SELECTED EXTRACT
..............................

- Having quoted Nabokov as having "caught some very good moths at the neon lights of a gas station between Dallas and Fort Worth," Aldersey-Williams notes with glee the presence of the element's name in a new butterfly species the author/lepidopterist christened on the same road trip, Neonympha dorothea. What I find more amusing, and more Nabokovian, is that he apparently named the species after "the student who was doing the driving," no doubt a neonymph of some sort herself.
- In a footnote, we learn that De Re Metallica, the 16th-century "metallurgical masterpiece" (that sounds more like an LP I might have bought at Kemp Mill Records in 1983), was not translated into English until 1912. The translators? Young mining engineer Herbert Hoover and his wife, Latin scholar (and future First Lady) Lou Henry Hoover.
- I had heard the term "shot tower" without ever giving it much thought, but if I had associated it with gunshot, I probably assumed the shots went up, not down. I'm sure it's basic weapons history but I was unaware that through the 19th century musket and rifle balls were manufactured by dropping bits of molten lead in a tower a dozen or more stories high. On the way down, the lead would cool and solidify into a near sphere by the time it splashed into water at the bottom. Once again it is confirmed that people make up crazy stuff to get what they want.
- Speaking of metal falling from the sky, for milennia people recognized the particular value, for weaponry and other uses, of pure iron. But until they discovered how to smelt iron from ores in the ground, the only pure iron available for forging was that which had fallen from space, in meteorites. What is amazing to me is that there were enough meteorites just hanging around to be found and melted that ancient peoples across the globe could have put it to use.
- Frank Capra's 1931 film Platinum Blonde, which made Jean Harlow a star and her hairdo a fad, was originally going to be called Gallagher, after the name of Harlow's rival in the picture, played by Loretta Young, who ends up getting the man. Hard to imagine the movie having the same cultural impact under the original title, but maybe the '30s were spared a fad of, that's right, guys smashing watermelons with sledgehammers.
- Hubcaps are known as "enjoliveurs" in French, or, in Aldersey-Williams's translation, "prettifiers."
- I've heard this quote before (in Richard Holmes's Age of Wonder) and no doubt it's a familiar Romantic-poetry chestnut, but it's too good not to appreciate again: Coleridge said that he attended the lectures of Humphry Davy--the multitalented chemist (and sometime poet) who, among other things, first isolated a handful of our most useful elements such as sodium, potassium, and calcium--in order to "increase my stock of metaphors." Sounds like the sort of thing Updike might have said, in a somehow more self-deprecating and yet more self-satisfied way.

..............................

ASSIGNED TASK 1
In the book notes, how did a shot tower make musket and rifle balls? Answer in one to three sentences.
ASSIGNED TASK 2
Please rewrite the passage of the book notes from "- Speaking of" to "put it to use.", replacing "meteorites" with "space rocks".
ASSIGNED TASK 3
Answer these questions from the book notes:
(a) In what year was De Re Metallica first translated into English?
(b) What is the French word for hubcaps?
(c) Who played Gallagher in Platinum Blonde?
The entries after this point are separate material, unrelated to the book notes.

..............................

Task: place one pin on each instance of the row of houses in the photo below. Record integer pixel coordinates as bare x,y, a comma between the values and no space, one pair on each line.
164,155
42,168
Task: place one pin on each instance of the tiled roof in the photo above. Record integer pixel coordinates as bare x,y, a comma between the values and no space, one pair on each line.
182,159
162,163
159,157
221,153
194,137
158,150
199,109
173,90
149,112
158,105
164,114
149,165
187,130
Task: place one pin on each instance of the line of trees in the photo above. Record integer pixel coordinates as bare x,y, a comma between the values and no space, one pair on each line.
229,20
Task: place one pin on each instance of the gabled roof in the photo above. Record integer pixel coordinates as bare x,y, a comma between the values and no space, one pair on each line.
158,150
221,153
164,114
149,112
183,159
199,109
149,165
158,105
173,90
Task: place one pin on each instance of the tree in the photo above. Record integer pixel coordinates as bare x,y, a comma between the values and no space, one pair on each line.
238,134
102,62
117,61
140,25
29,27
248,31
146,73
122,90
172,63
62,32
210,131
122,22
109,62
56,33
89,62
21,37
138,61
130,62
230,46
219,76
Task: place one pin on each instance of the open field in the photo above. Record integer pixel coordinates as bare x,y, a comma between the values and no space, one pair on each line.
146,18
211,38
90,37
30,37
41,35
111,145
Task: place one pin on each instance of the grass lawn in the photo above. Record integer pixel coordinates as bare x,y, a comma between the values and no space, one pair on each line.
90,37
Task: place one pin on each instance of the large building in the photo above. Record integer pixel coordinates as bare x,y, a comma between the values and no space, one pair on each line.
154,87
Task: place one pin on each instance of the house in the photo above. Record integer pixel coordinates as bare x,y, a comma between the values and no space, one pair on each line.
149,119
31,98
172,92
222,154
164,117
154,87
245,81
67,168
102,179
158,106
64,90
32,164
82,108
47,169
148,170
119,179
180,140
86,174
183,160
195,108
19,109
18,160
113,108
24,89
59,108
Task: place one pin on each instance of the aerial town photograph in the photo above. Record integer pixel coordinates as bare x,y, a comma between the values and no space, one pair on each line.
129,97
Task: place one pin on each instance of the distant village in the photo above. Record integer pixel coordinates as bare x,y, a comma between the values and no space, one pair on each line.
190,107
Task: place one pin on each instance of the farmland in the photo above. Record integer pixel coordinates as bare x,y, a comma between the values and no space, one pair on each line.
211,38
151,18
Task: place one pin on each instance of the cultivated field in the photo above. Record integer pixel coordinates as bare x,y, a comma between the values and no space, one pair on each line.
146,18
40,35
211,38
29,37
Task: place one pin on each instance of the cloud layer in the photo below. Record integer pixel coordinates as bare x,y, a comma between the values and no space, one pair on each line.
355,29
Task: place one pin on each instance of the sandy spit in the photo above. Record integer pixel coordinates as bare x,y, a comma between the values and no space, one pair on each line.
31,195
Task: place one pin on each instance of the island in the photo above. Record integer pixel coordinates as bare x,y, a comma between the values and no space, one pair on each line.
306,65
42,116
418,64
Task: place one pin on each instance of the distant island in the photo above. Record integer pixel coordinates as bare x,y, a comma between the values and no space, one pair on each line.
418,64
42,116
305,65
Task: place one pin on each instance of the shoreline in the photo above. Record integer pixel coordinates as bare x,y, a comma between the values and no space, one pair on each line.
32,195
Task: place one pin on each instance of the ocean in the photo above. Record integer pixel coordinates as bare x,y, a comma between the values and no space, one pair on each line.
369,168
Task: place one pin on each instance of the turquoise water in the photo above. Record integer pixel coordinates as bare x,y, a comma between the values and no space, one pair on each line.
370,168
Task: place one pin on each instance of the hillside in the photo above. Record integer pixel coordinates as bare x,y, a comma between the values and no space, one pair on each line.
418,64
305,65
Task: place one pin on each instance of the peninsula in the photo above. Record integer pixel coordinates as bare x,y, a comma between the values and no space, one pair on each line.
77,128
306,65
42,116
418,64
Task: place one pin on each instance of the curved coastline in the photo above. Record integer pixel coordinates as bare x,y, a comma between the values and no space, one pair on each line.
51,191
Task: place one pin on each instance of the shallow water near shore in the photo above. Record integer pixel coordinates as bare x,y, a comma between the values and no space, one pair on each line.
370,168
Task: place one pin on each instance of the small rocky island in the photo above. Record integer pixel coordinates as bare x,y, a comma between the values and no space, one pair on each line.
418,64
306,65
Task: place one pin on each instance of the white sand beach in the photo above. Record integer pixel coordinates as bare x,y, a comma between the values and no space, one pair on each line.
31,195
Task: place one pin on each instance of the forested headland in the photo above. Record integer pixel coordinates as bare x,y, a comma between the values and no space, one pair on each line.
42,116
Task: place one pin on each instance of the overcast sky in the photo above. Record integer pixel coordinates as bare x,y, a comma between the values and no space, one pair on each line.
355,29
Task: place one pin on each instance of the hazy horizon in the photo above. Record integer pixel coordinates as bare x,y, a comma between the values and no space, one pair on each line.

..............................

TASK SOLUTION 1
Bits of molten lead were dropped inside a tower a dozen or more stories high. On the way down, the lead cooled and solidified into a near sphere before it splashed into water at the bottom.

TASK SOLUTION 2
- Speaking of metal falling from the sky, for milennia people recognized the particular value, for weaponry and other uses, of pure iron. But until they discovered how to smelt iron from ores in the ground, the only pure iron available for forging was that which had fallen from space, in space rocks. What is amazing to me is that there were enough space rocks just hanging around to be found and melted that ancient peoples across the globe could have put it to use.

TASK SOLUTION 3
(a) 1912
(b) "Enjoliveurs"
(c) Loretta Young